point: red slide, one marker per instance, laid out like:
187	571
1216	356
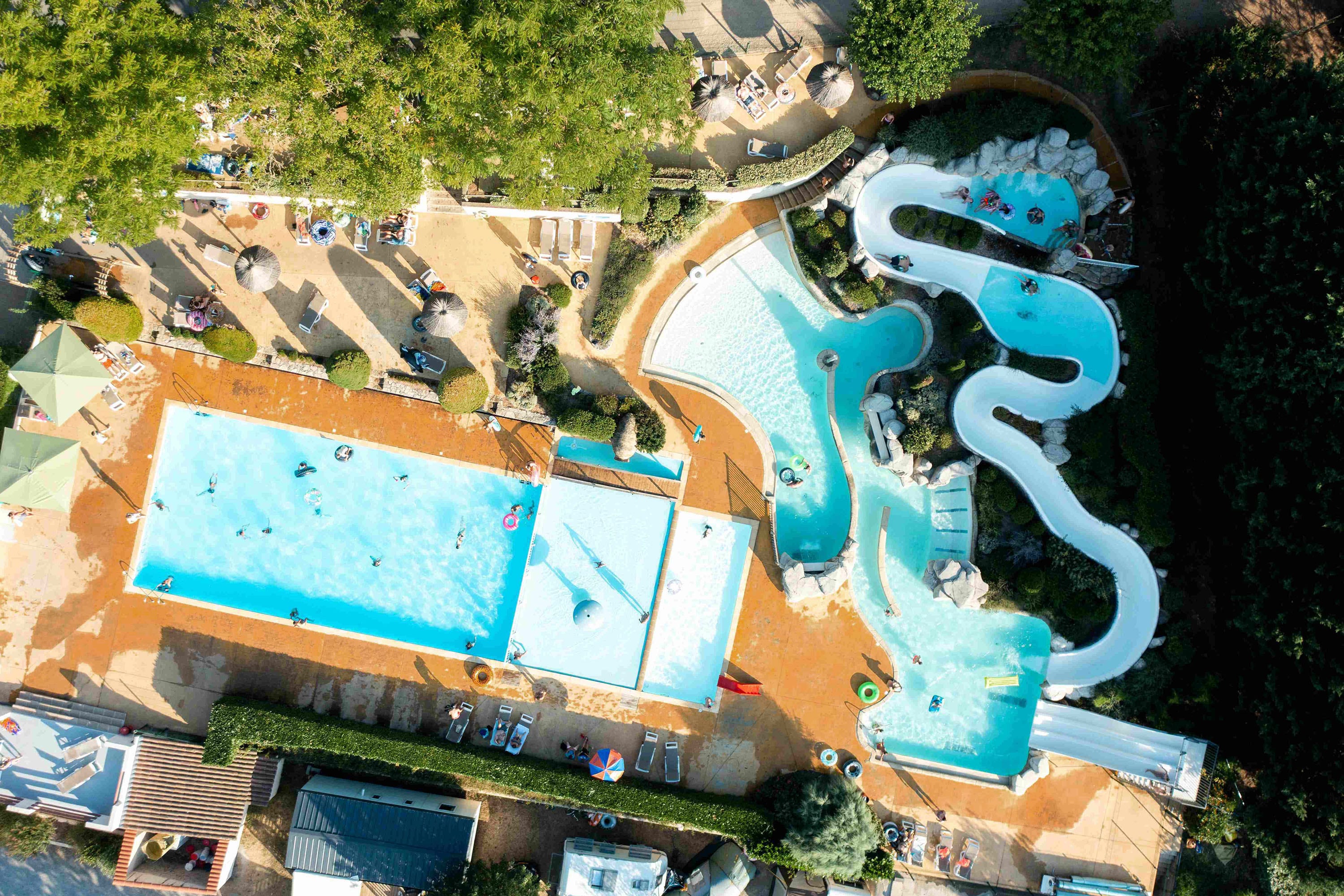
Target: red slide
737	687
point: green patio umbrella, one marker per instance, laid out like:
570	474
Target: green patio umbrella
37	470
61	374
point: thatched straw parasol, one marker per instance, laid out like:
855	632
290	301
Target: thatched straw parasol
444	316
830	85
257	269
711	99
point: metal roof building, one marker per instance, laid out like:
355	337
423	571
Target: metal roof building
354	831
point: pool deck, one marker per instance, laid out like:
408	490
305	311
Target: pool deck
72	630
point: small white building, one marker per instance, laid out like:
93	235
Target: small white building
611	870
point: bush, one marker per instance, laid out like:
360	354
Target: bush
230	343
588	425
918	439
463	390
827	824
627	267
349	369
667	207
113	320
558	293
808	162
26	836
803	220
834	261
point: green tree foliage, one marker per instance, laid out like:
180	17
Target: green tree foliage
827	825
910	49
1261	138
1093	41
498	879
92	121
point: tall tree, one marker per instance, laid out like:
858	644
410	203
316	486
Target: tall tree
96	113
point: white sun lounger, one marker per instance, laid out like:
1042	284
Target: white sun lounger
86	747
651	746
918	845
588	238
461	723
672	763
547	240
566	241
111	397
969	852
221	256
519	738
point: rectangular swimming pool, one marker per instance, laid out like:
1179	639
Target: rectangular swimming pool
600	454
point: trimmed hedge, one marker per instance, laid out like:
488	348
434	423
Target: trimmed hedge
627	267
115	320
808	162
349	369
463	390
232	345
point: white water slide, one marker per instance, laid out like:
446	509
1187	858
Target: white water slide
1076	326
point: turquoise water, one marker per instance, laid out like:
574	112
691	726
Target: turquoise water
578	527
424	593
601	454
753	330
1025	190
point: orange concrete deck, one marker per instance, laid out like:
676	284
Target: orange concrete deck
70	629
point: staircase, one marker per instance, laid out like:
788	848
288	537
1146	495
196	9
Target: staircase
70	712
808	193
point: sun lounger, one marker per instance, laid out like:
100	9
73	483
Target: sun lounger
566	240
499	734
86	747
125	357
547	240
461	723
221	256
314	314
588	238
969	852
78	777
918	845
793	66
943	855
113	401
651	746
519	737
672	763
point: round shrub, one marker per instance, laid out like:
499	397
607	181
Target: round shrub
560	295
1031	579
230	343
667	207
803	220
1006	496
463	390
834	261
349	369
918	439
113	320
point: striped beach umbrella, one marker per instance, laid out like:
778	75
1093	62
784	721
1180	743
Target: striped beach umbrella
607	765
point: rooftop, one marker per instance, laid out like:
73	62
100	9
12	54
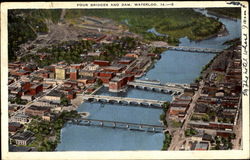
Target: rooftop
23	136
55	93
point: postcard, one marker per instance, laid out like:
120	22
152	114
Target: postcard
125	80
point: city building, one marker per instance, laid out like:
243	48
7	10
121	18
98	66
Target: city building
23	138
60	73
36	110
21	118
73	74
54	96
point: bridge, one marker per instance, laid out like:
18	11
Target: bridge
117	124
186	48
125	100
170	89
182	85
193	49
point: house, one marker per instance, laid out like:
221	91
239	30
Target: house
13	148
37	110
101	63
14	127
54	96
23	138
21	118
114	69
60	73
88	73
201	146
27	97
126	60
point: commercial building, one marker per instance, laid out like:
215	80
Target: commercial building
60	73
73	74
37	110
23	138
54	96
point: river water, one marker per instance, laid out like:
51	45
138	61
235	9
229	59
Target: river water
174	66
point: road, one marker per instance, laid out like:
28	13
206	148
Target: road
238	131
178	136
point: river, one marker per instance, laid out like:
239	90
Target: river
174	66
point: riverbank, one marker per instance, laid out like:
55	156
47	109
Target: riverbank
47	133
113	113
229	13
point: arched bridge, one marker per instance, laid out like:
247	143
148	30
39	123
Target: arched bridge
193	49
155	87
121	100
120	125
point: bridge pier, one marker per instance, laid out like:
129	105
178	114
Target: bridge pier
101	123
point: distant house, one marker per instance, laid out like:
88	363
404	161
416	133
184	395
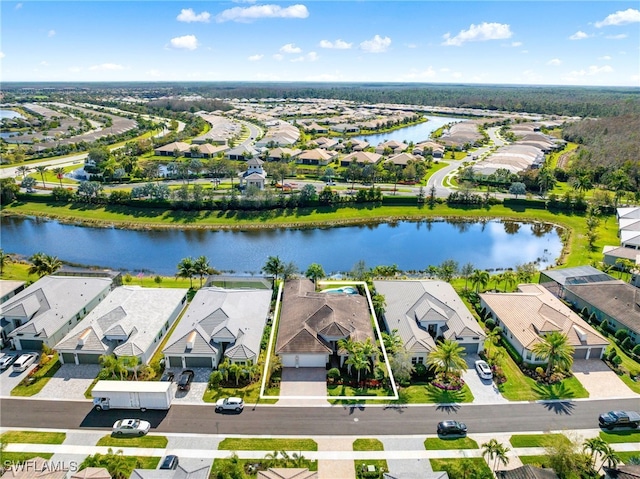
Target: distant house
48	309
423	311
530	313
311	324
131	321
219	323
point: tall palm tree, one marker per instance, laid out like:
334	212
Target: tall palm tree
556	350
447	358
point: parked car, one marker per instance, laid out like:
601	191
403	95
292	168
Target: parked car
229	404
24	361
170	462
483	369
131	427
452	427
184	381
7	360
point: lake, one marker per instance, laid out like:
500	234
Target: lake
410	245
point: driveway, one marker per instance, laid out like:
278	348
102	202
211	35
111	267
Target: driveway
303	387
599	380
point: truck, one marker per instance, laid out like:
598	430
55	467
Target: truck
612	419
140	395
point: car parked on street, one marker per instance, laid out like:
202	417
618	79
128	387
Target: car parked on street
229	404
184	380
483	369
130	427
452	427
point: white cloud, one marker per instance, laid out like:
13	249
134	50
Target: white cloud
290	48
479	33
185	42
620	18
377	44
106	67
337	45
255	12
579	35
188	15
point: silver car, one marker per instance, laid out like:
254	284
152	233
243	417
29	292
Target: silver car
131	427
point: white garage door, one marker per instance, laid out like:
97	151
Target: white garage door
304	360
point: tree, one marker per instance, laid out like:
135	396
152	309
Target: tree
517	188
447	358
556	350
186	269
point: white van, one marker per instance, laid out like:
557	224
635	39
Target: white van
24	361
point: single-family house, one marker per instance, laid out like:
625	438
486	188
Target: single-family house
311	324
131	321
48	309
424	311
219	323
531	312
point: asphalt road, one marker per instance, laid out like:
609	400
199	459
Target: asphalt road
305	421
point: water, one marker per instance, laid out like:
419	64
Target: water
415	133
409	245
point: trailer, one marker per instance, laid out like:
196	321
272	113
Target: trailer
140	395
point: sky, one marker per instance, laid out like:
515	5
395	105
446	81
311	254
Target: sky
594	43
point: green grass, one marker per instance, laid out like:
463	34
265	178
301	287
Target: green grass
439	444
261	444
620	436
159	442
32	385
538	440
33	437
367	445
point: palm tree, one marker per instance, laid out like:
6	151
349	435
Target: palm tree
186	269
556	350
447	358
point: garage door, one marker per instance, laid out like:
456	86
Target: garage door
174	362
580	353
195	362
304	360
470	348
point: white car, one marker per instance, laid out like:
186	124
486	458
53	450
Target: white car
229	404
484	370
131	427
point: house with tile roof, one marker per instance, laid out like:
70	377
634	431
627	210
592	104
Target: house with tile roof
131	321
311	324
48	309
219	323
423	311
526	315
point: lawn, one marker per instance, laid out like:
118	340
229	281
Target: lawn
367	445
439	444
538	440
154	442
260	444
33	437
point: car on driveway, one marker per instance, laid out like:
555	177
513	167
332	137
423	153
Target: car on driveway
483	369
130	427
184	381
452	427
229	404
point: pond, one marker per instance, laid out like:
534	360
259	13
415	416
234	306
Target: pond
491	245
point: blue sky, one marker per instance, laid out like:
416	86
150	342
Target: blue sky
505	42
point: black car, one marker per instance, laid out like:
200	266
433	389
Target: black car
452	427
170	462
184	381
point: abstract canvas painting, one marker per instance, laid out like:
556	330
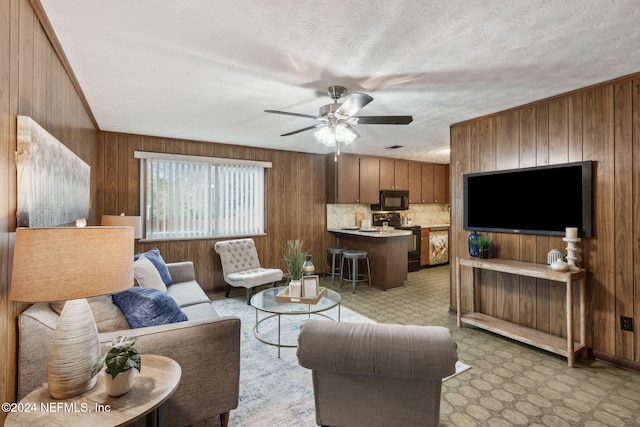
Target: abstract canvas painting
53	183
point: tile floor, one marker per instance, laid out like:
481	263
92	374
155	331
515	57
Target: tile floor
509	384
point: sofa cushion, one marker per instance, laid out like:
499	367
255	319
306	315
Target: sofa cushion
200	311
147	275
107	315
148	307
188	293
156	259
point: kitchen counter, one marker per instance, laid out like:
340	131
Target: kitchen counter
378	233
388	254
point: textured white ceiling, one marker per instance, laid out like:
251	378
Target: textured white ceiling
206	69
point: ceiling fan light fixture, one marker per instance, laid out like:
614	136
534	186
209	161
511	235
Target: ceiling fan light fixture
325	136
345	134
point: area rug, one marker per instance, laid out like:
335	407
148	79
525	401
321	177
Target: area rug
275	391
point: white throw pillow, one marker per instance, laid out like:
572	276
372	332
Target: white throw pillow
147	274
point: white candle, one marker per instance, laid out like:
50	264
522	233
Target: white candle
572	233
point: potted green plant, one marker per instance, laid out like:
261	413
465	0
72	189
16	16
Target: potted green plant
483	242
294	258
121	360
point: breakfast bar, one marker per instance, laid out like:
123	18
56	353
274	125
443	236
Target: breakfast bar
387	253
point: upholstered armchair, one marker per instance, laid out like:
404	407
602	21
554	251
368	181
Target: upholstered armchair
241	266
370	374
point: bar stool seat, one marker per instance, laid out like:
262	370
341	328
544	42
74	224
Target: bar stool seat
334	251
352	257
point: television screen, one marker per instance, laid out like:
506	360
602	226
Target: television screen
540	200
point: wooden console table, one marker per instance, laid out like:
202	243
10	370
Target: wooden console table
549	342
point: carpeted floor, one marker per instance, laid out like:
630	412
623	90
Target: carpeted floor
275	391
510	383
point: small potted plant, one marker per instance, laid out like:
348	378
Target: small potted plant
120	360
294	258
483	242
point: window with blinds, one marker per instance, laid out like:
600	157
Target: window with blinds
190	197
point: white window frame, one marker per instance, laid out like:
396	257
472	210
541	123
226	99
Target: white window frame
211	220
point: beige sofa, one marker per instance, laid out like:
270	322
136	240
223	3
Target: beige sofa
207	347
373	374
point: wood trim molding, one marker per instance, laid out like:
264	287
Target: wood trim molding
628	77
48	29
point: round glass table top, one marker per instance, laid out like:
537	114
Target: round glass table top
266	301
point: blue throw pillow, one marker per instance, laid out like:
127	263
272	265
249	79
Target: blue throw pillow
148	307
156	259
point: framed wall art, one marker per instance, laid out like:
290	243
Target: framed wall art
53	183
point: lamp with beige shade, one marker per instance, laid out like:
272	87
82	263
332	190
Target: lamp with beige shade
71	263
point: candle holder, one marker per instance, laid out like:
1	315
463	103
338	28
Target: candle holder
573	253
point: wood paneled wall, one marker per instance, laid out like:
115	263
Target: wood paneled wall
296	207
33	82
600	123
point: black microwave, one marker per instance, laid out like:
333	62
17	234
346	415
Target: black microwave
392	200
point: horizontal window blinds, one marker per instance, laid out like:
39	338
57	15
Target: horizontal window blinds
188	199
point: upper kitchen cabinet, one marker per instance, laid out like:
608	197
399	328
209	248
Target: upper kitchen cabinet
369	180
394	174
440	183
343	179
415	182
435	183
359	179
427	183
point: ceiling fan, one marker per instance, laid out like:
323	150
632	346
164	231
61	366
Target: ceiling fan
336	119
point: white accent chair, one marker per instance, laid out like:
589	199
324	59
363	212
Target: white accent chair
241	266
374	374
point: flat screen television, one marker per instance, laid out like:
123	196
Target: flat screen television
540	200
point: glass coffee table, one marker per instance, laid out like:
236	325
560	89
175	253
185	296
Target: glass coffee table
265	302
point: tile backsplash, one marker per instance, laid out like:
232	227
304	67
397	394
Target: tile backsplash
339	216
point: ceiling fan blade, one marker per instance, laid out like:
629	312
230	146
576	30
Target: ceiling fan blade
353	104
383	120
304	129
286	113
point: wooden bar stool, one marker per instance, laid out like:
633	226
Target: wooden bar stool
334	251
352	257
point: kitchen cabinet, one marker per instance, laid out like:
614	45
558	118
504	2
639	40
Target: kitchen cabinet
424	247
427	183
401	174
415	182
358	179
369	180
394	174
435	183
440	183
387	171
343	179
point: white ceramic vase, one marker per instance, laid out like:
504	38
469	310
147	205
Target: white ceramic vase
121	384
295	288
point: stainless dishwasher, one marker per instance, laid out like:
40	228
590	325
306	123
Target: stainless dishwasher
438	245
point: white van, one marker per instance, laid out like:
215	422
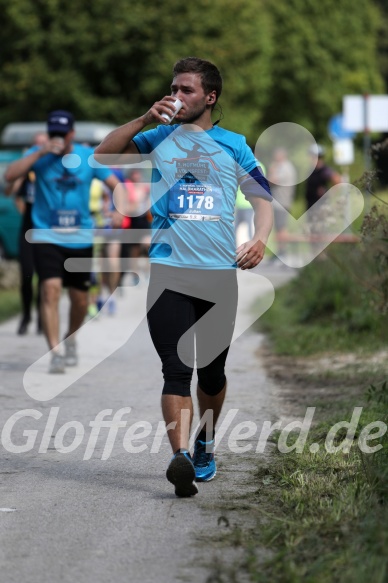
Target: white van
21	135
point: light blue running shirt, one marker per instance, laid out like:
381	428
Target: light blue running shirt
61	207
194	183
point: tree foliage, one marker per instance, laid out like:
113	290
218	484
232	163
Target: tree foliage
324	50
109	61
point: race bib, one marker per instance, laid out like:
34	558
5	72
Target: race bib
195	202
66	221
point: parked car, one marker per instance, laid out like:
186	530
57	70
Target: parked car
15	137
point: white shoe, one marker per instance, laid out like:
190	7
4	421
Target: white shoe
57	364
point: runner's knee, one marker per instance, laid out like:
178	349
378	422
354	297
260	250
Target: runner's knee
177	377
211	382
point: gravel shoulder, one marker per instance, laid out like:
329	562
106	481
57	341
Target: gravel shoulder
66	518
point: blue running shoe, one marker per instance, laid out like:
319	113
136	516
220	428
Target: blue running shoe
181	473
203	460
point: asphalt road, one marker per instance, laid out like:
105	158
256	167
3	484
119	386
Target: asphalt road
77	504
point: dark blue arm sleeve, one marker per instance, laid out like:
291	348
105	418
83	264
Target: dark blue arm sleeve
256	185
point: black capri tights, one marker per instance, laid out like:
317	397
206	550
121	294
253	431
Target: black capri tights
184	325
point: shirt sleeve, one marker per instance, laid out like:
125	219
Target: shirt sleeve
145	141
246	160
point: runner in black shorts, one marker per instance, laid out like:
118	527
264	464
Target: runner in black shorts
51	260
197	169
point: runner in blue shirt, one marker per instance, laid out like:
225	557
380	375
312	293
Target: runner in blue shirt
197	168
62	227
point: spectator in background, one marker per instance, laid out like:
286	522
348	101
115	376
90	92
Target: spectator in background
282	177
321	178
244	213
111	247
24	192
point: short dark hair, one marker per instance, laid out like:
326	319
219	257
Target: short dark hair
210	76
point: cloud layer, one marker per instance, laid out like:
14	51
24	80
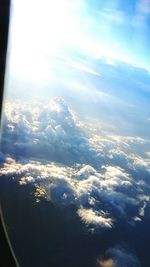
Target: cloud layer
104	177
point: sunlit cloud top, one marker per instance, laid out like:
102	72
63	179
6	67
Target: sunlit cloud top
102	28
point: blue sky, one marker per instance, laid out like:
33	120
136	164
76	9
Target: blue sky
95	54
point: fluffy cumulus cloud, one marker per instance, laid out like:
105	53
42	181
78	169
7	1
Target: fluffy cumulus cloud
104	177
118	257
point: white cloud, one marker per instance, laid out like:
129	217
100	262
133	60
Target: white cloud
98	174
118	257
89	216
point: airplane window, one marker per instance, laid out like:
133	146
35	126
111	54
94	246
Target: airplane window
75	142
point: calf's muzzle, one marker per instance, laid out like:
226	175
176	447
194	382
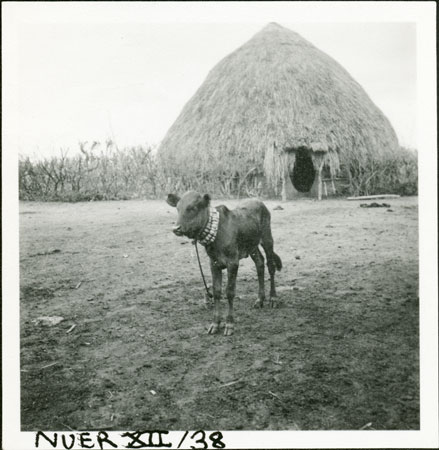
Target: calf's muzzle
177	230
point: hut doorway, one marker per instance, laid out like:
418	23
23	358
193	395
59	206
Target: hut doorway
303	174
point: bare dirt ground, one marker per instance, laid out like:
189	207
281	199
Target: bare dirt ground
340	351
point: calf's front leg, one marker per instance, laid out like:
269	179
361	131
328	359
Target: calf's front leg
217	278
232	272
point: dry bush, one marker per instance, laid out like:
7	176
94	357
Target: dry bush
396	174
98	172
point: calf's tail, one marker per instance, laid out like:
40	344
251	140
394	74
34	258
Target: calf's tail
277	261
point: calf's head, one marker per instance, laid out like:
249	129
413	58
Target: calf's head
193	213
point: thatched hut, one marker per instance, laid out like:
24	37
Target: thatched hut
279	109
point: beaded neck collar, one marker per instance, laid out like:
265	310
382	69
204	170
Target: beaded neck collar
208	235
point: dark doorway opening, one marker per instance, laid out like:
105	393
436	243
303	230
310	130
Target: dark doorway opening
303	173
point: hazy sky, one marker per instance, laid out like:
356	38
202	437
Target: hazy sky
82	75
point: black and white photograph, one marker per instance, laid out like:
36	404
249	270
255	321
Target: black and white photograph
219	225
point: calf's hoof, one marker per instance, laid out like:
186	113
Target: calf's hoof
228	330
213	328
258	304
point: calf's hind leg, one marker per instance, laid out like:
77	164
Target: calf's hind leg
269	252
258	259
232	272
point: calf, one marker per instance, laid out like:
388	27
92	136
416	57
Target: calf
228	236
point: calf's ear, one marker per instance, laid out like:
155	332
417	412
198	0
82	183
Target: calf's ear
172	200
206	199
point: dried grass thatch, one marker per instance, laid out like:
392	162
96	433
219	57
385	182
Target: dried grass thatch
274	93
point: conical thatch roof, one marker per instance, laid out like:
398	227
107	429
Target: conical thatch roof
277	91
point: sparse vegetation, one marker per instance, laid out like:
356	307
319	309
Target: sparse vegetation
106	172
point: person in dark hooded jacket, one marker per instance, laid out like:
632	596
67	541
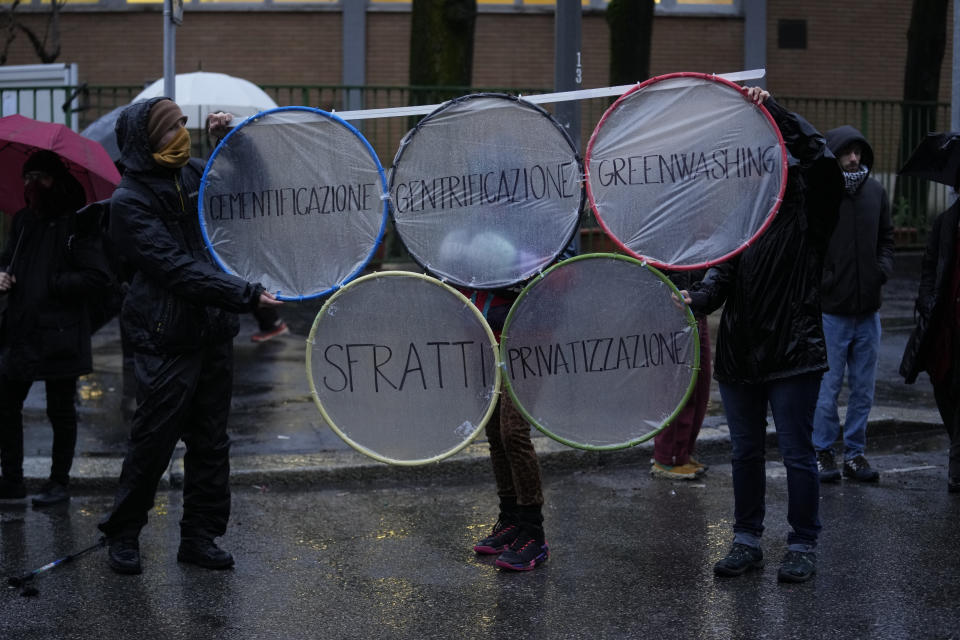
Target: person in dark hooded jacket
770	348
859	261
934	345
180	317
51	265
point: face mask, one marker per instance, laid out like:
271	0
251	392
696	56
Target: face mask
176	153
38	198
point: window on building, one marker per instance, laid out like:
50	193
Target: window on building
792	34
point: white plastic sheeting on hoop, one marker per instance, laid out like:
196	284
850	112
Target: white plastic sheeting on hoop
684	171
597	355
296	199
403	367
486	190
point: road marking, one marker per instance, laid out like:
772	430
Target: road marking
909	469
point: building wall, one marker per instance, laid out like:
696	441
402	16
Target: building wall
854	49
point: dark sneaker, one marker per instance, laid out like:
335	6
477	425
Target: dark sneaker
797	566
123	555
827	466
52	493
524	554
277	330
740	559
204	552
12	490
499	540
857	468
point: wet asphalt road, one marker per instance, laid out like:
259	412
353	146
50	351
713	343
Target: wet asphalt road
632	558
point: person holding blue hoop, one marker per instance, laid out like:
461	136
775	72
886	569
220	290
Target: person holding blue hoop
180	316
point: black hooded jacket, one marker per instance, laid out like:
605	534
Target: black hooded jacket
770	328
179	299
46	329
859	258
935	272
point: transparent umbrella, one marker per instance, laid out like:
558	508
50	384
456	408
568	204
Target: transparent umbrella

========================================================================

Could you repeat, exactly and with nothing else, the lines from the one containing "point: conical thatch" through the last line of the records above, leaving out the pictures?

point: conical thatch roof, one marker per instance, laid out like:
398	227
107	429
Target: conical thatch roof
277	91
point: sparse vegetation, one marker per instance, laid out like:
356	307
319	309
Target: sparse vegetation
106	172
point: person in dark hooded jacket, one marker per instance, laid out like:
632	596
67	541
Target: person in dark hooded jacket
770	348
859	261
934	345
180	317
51	265
point: face mask, one marker per instance, laid out like:
271	0
251	392
696	56
Target: face mask
176	153
38	198
point: window on building, one marker per instance, laid out like:
50	193
Target: window on building
792	34
point: white plastic sheeting on hoop, one marker per instance, laid out like:
196	284
850	112
Target: white plastic sheeting on hoop
684	171
597	355
296	199
403	367
486	190
point: road marking, one marker per instance, laid out like:
772	430
Target: road marking
909	469
point: building wall, one marker per instance, laid out like:
696	441
402	16
Target: building wall
854	49
point: dark sneaker, one marker per instance, laid out like:
335	6
477	425
Target: dark sneaker
797	566
123	555
827	466
52	493
524	554
277	330
740	559
204	552
12	490
499	540
857	468
point: wet asphalt road, one marker per instance, laid out like:
259	412
353	146
50	351
713	343
Target: wet asphalt road
632	558
point: person holding blue hoop, one marker per instance, laid out like:
461	136
775	72
886	569
220	290
Target: person holding blue hoop
180	316
point: black hooded jacket, one marker per instance, laid out like:
605	534
Target: black hooded jacket
770	328
179	299
46	329
859	258
935	272
point: transparent umbrella, one marker per instance, laid out like:
558	508
50	384
456	408
568	204
Target: transparent umbrella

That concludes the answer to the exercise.